#### Exercise material

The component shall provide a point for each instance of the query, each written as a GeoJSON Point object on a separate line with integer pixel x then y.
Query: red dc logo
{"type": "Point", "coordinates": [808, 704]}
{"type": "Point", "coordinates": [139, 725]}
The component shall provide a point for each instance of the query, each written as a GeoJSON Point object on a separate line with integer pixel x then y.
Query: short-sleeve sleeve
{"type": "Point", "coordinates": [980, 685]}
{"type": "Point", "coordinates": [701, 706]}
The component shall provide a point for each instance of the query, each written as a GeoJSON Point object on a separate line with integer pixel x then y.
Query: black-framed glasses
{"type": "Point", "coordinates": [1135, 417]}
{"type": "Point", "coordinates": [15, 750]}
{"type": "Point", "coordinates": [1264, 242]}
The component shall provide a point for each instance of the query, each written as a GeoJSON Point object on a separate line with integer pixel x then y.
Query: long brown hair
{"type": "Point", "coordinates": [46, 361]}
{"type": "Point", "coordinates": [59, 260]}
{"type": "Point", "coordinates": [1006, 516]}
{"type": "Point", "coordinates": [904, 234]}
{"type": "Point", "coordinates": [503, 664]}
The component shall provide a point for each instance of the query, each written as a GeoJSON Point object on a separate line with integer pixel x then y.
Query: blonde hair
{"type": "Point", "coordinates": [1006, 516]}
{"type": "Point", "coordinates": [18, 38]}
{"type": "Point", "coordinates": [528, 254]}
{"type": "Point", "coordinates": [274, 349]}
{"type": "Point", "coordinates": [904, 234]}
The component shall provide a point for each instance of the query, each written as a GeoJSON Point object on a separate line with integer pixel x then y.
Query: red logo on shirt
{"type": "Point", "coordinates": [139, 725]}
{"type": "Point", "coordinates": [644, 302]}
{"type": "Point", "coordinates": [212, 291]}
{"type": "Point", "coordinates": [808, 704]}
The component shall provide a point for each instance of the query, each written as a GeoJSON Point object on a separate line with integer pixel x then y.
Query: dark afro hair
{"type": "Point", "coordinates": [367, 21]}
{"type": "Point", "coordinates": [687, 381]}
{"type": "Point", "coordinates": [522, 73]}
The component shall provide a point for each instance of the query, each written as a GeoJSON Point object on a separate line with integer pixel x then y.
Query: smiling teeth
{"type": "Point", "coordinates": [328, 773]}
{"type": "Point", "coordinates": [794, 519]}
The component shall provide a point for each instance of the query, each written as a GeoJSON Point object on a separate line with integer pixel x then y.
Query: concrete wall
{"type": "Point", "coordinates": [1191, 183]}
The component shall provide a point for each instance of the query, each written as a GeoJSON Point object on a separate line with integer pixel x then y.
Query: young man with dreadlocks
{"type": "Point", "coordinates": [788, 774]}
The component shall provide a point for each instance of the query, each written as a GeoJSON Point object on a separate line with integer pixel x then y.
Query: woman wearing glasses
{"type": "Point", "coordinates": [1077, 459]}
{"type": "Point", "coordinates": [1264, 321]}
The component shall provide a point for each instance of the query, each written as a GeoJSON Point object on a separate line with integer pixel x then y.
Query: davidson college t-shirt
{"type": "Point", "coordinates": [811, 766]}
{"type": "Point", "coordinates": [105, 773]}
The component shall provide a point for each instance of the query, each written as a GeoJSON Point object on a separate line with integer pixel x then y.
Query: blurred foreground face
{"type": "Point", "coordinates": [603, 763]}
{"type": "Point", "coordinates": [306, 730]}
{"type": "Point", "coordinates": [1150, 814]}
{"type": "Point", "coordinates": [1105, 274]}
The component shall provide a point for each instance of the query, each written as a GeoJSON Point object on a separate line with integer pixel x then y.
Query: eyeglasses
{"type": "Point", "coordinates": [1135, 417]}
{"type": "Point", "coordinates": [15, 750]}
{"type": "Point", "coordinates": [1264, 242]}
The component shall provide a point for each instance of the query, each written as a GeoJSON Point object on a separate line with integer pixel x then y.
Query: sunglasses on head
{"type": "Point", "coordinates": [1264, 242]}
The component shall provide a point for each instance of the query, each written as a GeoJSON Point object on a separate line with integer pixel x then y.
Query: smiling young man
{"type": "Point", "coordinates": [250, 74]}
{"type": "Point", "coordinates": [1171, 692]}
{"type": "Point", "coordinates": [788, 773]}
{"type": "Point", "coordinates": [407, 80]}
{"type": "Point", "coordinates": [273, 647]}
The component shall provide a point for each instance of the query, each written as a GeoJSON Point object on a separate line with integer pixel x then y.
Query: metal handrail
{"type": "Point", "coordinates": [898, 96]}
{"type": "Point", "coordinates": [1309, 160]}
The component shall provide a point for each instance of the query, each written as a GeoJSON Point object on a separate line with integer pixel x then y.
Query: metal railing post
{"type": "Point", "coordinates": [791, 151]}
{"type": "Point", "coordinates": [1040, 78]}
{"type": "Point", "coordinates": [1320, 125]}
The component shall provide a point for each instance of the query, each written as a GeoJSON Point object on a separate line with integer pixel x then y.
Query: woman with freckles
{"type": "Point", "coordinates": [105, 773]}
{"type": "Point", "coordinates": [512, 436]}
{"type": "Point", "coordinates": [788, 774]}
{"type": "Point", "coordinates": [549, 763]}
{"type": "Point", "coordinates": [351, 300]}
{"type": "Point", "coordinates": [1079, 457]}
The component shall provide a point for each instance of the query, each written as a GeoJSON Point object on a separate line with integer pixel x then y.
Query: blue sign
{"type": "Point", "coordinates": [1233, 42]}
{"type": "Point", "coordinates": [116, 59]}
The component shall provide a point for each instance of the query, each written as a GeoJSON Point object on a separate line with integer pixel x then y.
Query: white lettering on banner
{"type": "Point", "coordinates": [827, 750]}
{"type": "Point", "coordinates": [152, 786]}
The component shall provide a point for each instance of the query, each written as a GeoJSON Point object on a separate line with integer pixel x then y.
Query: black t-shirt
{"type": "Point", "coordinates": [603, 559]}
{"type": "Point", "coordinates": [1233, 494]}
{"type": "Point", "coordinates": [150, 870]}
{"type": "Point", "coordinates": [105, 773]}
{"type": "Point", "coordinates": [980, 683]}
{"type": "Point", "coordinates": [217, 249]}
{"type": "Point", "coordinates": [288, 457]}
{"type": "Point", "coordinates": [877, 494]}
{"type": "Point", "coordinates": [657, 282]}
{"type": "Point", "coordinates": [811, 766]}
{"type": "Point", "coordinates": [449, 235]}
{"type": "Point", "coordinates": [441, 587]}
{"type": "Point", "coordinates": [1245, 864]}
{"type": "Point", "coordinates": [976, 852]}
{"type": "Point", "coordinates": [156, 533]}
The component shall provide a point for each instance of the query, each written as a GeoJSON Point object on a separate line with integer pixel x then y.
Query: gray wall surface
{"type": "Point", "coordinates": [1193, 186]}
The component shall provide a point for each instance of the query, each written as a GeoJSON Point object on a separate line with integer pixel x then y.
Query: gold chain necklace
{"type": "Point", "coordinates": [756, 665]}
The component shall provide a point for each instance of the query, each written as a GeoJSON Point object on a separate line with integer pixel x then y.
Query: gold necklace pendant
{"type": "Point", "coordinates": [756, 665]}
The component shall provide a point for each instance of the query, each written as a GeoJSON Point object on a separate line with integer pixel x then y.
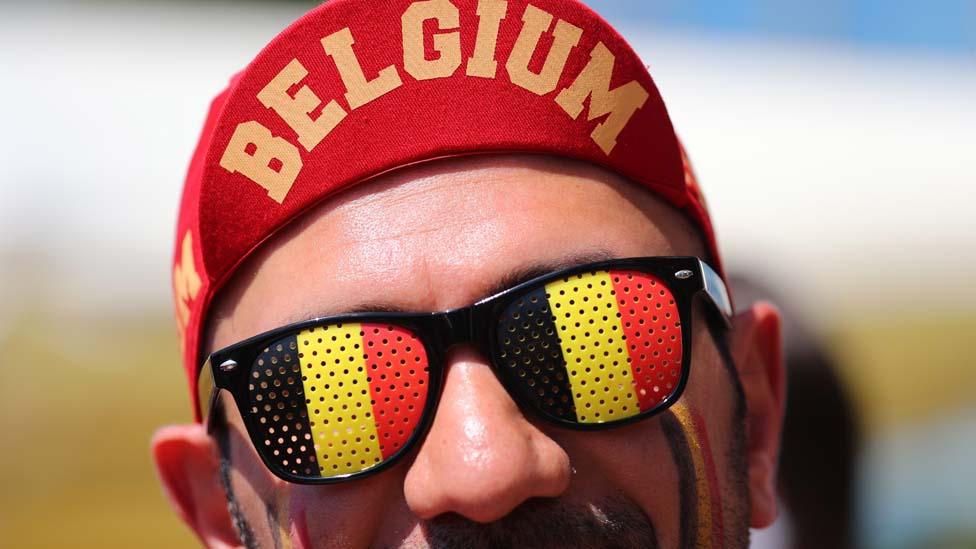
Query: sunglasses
{"type": "Point", "coordinates": [591, 347]}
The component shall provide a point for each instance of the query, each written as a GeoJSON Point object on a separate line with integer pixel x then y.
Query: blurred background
{"type": "Point", "coordinates": [834, 138]}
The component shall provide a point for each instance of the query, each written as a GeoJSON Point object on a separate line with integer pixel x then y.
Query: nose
{"type": "Point", "coordinates": [481, 458]}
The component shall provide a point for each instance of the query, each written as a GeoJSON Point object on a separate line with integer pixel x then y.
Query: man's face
{"type": "Point", "coordinates": [442, 236]}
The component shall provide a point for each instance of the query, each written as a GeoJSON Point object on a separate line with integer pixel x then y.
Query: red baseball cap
{"type": "Point", "coordinates": [357, 88]}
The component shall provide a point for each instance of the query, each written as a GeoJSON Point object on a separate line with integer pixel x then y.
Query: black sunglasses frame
{"type": "Point", "coordinates": [687, 278]}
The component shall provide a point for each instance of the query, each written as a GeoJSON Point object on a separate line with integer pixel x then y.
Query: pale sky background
{"type": "Point", "coordinates": [844, 173]}
{"type": "Point", "coordinates": [839, 169]}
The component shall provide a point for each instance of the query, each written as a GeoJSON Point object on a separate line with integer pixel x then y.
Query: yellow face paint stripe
{"type": "Point", "coordinates": [339, 408]}
{"type": "Point", "coordinates": [593, 346]}
{"type": "Point", "coordinates": [710, 527]}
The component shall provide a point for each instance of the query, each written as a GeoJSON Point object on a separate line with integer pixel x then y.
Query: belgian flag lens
{"type": "Point", "coordinates": [338, 399]}
{"type": "Point", "coordinates": [594, 348]}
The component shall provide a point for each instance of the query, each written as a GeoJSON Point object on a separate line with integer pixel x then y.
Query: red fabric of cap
{"type": "Point", "coordinates": [356, 88]}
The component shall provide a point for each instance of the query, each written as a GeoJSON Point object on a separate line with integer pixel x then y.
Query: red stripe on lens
{"type": "Point", "coordinates": [396, 364]}
{"type": "Point", "coordinates": [649, 317]}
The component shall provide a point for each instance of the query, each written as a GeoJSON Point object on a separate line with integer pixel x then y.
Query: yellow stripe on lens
{"type": "Point", "coordinates": [338, 399]}
{"type": "Point", "coordinates": [593, 346]}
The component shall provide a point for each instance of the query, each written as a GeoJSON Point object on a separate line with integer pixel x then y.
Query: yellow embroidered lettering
{"type": "Point", "coordinates": [269, 161]}
{"type": "Point", "coordinates": [359, 91]}
{"type": "Point", "coordinates": [447, 44]}
{"type": "Point", "coordinates": [566, 36]}
{"type": "Point", "coordinates": [490, 15]}
{"type": "Point", "coordinates": [620, 103]}
{"type": "Point", "coordinates": [295, 110]}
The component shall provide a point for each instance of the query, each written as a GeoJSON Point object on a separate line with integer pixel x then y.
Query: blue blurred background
{"type": "Point", "coordinates": [835, 141]}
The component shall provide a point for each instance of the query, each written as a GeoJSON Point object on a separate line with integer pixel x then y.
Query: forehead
{"type": "Point", "coordinates": [441, 235]}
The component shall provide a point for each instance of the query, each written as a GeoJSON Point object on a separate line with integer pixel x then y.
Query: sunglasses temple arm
{"type": "Point", "coordinates": [717, 292]}
{"type": "Point", "coordinates": [207, 392]}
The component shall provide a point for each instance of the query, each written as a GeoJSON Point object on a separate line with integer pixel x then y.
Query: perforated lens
{"type": "Point", "coordinates": [594, 348]}
{"type": "Point", "coordinates": [338, 399]}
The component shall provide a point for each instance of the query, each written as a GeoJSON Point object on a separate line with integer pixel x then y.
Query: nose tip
{"type": "Point", "coordinates": [481, 458]}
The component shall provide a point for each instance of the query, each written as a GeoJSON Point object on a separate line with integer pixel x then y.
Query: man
{"type": "Point", "coordinates": [424, 301]}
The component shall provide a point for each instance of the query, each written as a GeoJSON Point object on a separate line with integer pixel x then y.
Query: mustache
{"type": "Point", "coordinates": [549, 523]}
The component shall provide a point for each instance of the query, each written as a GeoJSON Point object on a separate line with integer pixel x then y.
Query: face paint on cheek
{"type": "Point", "coordinates": [690, 445]}
{"type": "Point", "coordinates": [278, 519]}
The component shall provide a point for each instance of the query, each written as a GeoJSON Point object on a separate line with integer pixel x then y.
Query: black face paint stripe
{"type": "Point", "coordinates": [688, 495]}
{"type": "Point", "coordinates": [532, 357]}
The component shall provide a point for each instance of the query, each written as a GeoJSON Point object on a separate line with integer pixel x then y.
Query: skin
{"type": "Point", "coordinates": [444, 235]}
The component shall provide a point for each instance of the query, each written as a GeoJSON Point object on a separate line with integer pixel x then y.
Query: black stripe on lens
{"type": "Point", "coordinates": [532, 357]}
{"type": "Point", "coordinates": [277, 404]}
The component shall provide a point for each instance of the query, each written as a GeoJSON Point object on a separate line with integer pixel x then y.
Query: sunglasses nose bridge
{"type": "Point", "coordinates": [457, 326]}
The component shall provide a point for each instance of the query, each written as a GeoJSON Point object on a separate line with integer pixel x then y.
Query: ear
{"type": "Point", "coordinates": [188, 467]}
{"type": "Point", "coordinates": [757, 350]}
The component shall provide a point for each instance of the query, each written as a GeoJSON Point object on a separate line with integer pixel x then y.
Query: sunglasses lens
{"type": "Point", "coordinates": [338, 399]}
{"type": "Point", "coordinates": [594, 348]}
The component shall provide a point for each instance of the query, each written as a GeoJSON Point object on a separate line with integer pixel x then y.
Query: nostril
{"type": "Point", "coordinates": [481, 458]}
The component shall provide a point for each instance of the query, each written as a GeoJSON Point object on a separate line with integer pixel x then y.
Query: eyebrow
{"type": "Point", "coordinates": [508, 280]}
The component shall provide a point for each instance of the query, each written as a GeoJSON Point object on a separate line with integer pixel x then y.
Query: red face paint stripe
{"type": "Point", "coordinates": [396, 364]}
{"type": "Point", "coordinates": [718, 537]}
{"type": "Point", "coordinates": [649, 317]}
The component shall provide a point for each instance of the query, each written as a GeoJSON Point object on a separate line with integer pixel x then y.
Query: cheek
{"type": "Point", "coordinates": [348, 515]}
{"type": "Point", "coordinates": [634, 461]}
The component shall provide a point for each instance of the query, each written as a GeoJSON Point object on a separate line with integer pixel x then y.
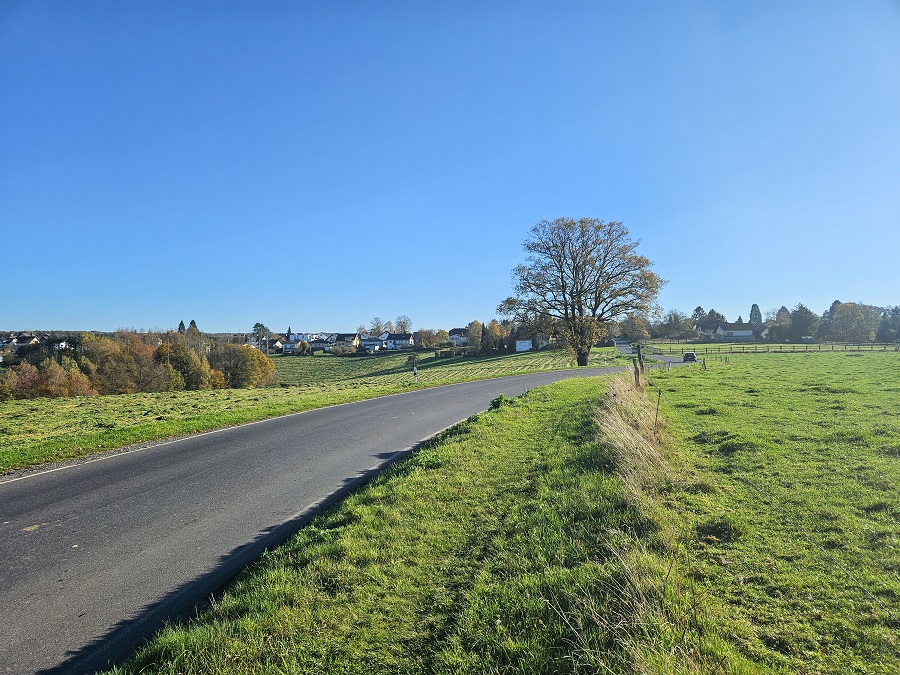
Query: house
{"type": "Point", "coordinates": [371, 344]}
{"type": "Point", "coordinates": [322, 343]}
{"type": "Point", "coordinates": [734, 332]}
{"type": "Point", "coordinates": [459, 337]}
{"type": "Point", "coordinates": [706, 329]}
{"type": "Point", "coordinates": [399, 341]}
{"type": "Point", "coordinates": [350, 340]}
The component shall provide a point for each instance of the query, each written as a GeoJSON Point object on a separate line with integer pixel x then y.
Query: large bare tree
{"type": "Point", "coordinates": [584, 274]}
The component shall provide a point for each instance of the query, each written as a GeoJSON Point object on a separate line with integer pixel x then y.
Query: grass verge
{"type": "Point", "coordinates": [37, 431]}
{"type": "Point", "coordinates": [522, 541]}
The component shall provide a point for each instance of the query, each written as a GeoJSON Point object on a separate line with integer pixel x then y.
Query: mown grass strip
{"type": "Point", "coordinates": [511, 544]}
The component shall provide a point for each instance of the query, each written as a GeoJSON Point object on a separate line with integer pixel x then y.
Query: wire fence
{"type": "Point", "coordinates": [771, 348]}
{"type": "Point", "coordinates": [771, 501]}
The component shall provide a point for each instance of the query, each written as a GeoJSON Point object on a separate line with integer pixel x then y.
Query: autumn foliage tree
{"type": "Point", "coordinates": [584, 274]}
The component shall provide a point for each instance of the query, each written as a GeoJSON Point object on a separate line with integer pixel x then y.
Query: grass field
{"type": "Point", "coordinates": [793, 506]}
{"type": "Point", "coordinates": [753, 530]}
{"type": "Point", "coordinates": [37, 431]}
{"type": "Point", "coordinates": [710, 348]}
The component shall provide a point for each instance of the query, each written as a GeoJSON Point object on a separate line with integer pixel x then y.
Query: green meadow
{"type": "Point", "coordinates": [739, 519]}
{"type": "Point", "coordinates": [37, 431]}
{"type": "Point", "coordinates": [791, 503]}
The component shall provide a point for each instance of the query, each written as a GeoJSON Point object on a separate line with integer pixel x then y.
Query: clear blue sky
{"type": "Point", "coordinates": [316, 164]}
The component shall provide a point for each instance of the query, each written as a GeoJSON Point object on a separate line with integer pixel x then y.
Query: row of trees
{"type": "Point", "coordinates": [841, 322]}
{"type": "Point", "coordinates": [130, 362]}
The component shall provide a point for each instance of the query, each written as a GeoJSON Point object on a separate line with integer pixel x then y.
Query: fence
{"type": "Point", "coordinates": [772, 348]}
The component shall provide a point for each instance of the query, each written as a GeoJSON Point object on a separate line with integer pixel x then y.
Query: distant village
{"type": "Point", "coordinates": [309, 343]}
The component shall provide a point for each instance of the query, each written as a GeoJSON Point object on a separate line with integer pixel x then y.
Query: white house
{"type": "Point", "coordinates": [399, 341]}
{"type": "Point", "coordinates": [371, 344]}
{"type": "Point", "coordinates": [459, 337]}
{"type": "Point", "coordinates": [734, 332]}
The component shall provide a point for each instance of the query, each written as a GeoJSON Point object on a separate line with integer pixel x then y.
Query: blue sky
{"type": "Point", "coordinates": [319, 164]}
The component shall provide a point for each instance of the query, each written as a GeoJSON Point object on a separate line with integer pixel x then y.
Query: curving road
{"type": "Point", "coordinates": [94, 556]}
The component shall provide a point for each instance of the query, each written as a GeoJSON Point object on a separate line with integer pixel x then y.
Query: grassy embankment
{"type": "Point", "coordinates": [37, 431]}
{"type": "Point", "coordinates": [552, 535]}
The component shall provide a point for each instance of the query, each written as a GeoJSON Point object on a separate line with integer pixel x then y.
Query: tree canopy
{"type": "Point", "coordinates": [584, 274]}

########

__Problem to work on__: Lines from the one containing "Query: grassy embankment" through the final line of the entries above are to be output exactly; omit all others.

__Solution to the exercise__:
Query: grassy embankment
{"type": "Point", "coordinates": [37, 431]}
{"type": "Point", "coordinates": [552, 535]}
The component shall provide a point for each instance of the query, each written as a GeoJSON Point object on a separate line with integer pixel x then y.
Query: tree canopy
{"type": "Point", "coordinates": [584, 274]}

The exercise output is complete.